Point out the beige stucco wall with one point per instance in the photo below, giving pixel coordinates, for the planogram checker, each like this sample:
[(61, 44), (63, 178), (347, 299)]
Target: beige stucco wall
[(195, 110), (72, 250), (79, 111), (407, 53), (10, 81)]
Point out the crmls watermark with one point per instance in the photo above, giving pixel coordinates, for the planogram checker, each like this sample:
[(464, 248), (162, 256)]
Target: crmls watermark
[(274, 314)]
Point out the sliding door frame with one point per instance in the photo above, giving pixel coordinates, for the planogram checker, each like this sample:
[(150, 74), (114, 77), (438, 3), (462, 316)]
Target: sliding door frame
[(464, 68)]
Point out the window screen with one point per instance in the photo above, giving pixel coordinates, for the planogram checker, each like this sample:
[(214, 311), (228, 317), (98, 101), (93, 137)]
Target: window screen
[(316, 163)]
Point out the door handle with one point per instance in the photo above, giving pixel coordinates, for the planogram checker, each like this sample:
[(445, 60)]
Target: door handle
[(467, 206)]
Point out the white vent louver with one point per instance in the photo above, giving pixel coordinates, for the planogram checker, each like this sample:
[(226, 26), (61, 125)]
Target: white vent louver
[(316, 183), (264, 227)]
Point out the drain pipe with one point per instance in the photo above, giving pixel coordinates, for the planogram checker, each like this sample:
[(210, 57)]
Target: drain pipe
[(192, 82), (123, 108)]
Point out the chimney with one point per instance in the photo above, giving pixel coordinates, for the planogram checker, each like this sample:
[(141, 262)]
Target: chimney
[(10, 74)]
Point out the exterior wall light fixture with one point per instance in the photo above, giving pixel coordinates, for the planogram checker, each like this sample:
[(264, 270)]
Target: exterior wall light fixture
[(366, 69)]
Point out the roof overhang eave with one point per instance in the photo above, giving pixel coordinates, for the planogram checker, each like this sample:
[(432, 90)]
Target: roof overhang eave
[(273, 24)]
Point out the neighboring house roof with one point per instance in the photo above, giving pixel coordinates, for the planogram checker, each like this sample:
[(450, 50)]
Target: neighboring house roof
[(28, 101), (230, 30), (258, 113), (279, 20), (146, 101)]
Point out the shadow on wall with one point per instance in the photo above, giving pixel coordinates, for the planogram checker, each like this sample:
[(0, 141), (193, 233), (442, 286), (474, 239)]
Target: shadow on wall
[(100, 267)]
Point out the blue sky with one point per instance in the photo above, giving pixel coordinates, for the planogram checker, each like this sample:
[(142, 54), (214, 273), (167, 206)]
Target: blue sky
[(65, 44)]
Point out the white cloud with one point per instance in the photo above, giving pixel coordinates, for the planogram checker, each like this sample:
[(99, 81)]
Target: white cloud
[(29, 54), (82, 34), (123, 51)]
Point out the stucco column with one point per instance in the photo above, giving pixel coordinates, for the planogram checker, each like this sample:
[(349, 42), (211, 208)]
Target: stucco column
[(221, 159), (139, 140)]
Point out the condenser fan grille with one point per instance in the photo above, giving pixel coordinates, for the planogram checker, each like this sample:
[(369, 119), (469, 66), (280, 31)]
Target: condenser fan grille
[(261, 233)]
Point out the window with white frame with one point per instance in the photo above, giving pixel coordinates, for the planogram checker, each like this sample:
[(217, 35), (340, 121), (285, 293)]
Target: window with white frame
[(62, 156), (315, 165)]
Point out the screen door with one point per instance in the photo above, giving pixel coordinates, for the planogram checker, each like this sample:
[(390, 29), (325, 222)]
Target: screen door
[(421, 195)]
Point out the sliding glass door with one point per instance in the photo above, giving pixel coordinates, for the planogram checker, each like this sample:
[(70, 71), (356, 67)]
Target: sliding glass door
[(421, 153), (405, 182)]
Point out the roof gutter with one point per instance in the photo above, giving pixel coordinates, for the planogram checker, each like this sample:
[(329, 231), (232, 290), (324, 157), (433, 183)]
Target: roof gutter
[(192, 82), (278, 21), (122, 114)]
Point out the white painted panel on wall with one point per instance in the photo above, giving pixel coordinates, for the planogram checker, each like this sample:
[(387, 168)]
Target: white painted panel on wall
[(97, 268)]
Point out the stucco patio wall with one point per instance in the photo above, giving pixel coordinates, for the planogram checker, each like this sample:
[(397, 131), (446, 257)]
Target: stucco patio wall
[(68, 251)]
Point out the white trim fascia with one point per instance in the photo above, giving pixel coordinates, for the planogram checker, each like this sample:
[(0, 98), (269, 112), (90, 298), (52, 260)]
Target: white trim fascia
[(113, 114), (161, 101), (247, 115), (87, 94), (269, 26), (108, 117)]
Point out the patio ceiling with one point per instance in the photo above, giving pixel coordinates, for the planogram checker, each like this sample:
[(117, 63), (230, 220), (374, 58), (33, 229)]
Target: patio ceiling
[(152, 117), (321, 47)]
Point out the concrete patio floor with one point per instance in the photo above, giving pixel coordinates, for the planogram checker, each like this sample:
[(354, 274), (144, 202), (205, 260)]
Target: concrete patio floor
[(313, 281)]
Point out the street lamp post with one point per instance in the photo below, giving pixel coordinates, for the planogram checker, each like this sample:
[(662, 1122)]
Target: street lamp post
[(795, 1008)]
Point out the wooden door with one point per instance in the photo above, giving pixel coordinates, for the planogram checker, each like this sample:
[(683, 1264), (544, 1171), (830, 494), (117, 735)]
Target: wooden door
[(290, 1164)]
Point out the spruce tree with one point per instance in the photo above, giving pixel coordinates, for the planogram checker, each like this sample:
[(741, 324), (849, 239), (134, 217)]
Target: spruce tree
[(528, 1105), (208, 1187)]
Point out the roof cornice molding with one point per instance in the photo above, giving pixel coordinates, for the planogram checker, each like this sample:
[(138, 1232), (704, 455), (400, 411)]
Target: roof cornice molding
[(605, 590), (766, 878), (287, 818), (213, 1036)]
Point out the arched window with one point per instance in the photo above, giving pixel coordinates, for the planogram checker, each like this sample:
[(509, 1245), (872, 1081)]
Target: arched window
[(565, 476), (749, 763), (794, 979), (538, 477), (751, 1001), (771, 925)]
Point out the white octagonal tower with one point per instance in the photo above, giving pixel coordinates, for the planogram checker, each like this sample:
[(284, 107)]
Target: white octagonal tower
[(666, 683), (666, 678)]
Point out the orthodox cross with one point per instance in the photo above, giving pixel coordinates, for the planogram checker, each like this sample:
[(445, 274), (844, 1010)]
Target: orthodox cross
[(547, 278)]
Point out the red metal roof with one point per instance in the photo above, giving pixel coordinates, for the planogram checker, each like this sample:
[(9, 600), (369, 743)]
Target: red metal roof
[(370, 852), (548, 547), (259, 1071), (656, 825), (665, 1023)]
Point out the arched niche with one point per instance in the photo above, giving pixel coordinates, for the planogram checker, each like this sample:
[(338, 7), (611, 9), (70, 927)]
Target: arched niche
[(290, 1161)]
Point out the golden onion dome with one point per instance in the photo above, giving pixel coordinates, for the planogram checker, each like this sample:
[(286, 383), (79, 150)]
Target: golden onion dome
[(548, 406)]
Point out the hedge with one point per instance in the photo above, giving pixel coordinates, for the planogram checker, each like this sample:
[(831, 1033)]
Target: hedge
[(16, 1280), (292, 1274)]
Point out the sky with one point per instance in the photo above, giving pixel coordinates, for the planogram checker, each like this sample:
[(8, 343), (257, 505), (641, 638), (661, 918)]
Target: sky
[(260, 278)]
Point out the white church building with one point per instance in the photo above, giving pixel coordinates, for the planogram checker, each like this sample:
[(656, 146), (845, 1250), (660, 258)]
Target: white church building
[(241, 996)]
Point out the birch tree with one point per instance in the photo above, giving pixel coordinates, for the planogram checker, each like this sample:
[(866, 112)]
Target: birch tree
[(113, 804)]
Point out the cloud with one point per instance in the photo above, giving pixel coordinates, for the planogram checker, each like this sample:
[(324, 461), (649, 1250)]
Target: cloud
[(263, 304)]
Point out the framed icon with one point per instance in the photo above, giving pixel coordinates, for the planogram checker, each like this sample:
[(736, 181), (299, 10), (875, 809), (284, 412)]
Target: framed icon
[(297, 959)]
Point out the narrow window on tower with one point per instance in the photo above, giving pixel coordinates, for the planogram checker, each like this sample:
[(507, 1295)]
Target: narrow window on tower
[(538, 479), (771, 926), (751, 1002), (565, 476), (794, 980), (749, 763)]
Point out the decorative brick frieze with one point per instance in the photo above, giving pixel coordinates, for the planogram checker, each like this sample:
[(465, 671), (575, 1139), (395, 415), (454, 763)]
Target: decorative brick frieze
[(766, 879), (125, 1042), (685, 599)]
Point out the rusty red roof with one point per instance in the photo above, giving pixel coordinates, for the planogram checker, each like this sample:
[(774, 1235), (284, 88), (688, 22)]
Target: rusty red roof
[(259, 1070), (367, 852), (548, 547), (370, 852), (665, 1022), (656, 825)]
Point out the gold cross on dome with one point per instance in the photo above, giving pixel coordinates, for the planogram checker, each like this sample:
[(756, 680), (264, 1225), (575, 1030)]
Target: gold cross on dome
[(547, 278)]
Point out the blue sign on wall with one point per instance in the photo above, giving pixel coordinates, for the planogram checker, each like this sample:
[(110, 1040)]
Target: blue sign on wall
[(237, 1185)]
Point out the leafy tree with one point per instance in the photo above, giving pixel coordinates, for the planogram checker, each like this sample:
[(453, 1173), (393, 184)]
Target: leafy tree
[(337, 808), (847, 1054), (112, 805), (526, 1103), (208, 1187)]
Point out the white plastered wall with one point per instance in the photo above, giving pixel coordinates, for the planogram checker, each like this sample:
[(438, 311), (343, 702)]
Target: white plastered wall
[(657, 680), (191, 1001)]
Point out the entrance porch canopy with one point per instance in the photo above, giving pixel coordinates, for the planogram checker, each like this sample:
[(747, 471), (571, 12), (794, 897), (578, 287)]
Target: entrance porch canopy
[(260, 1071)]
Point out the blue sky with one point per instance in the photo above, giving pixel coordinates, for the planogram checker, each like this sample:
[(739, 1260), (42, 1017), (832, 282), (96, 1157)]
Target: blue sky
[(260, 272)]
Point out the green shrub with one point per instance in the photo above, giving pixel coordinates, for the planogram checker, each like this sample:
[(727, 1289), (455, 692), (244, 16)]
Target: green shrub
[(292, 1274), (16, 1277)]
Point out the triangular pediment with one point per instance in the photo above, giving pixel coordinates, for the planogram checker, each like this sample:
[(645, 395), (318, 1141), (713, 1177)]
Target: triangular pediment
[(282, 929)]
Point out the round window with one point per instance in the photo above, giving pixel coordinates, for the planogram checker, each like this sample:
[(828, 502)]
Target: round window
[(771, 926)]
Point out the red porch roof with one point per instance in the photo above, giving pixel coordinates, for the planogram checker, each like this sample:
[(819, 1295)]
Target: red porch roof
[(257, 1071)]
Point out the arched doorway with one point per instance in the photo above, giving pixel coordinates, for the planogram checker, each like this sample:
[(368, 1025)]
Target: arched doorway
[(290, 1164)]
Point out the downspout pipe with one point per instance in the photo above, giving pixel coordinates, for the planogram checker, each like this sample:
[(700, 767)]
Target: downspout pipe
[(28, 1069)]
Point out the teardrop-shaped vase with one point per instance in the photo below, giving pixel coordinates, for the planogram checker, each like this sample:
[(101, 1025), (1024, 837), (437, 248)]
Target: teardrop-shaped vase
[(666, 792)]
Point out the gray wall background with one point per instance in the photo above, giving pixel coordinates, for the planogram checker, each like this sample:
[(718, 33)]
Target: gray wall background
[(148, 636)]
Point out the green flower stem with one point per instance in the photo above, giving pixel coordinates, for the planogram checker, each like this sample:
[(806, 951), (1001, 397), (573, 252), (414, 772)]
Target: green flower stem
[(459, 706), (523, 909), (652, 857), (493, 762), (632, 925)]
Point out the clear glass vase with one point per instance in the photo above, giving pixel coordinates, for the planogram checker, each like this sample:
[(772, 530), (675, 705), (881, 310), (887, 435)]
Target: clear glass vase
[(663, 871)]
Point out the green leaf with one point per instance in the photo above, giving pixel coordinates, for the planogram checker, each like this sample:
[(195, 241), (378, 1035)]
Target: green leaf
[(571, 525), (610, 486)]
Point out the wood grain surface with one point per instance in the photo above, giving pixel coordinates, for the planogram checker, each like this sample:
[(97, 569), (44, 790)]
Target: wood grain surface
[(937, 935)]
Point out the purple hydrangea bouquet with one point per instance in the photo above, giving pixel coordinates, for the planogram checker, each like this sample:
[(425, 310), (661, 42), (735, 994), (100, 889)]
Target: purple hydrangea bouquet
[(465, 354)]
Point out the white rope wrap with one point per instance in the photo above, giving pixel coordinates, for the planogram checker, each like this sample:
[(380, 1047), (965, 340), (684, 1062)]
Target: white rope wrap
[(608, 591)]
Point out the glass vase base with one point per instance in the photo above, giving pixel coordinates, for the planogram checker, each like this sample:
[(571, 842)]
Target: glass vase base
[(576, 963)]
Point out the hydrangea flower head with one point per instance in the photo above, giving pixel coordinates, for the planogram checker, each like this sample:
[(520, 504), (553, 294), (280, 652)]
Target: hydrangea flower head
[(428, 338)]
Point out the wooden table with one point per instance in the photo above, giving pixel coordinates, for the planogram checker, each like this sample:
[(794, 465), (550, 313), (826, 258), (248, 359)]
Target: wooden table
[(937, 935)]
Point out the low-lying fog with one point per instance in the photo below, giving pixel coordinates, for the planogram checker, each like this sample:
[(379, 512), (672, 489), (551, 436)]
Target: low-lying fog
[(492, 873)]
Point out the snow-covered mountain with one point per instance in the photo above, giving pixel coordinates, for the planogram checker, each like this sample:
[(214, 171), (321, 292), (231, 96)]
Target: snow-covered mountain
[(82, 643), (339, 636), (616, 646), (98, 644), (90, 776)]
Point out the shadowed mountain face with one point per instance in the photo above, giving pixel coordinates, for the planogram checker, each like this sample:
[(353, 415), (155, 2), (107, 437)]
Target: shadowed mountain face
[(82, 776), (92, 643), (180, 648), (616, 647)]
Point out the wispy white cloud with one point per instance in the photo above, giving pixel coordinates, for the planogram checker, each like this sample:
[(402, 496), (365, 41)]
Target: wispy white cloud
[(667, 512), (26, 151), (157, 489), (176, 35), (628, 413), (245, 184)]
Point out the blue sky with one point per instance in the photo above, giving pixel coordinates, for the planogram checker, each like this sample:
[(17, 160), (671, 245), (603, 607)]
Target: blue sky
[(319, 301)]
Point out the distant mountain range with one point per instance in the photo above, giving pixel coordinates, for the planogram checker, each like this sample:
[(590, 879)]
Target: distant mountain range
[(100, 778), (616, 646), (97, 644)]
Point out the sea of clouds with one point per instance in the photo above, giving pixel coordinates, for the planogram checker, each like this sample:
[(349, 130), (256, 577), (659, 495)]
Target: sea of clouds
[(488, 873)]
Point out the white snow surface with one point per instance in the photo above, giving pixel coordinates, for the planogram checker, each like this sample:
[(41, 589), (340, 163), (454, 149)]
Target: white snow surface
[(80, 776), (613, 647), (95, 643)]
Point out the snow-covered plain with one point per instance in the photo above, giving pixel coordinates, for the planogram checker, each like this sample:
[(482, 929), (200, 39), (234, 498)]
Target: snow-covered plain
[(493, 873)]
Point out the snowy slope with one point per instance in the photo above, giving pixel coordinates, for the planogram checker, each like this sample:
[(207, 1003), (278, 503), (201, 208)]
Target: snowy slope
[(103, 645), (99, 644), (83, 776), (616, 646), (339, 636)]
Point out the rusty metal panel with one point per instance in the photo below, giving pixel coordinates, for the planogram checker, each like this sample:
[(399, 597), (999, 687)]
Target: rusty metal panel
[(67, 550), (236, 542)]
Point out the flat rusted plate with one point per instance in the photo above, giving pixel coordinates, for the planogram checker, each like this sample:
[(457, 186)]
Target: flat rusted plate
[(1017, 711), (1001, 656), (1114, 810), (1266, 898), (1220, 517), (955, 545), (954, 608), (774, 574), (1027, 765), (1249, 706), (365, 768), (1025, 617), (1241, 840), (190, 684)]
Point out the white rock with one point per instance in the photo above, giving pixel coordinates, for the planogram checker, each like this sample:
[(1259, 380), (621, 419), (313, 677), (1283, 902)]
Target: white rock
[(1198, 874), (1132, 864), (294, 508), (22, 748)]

Problem description => Take the lines above from the one containing "[(739, 1260), (42, 1017), (832, 282), (96, 1157)]" to the one containing "Point out the teardrop-shaped" and retype them exactly, both ends included, with nothing added.

Solution to the problem =>
[(739, 1260), (42, 1017), (832, 282), (96, 1157)]
Target: blue sky
[(260, 272)]
Point out the green shrub with one point per instance in the photo above, giving pixel coordinates, for the planogram checker, each like this sample:
[(727, 1289), (455, 692), (244, 16)]
Target: green shrub
[(292, 1274), (16, 1277)]
Point out the triangular pediment with one point per instance in the photo above, giving pixel coordinates, for the planogram checker, each like this sample:
[(645, 395), (318, 1141), (713, 1177)]
Target: triangular pediment
[(282, 929)]
Point out the round window with one point per instance in the photo above, giving pixel coordinates, for the planogram checker, each like this sample:
[(828, 502)]
Target: round window
[(771, 926)]
Point out the red porch roof with one point per instance in the photo above, giving pixel coordinates, for the planogram checker, each like this sample:
[(819, 1295)]
Target: red porch roof
[(257, 1071)]
Point out the arched doorway with one point per instance in the photo above, giving pixel coordinates, for the planogram checker, each like this sample:
[(368, 1025)]
Target: arched doorway
[(290, 1164)]
Point out the downspout pipe with one point per instance in the photo above, giving pixel coordinates, for the planogram checker, each like this sample:
[(700, 767)]
Target: downspout pipe
[(28, 1069)]
Point out the teardrop-shaped vase with one point per instance in the photo below, giving pixel coordinates, for the planogram checker, each like this sample:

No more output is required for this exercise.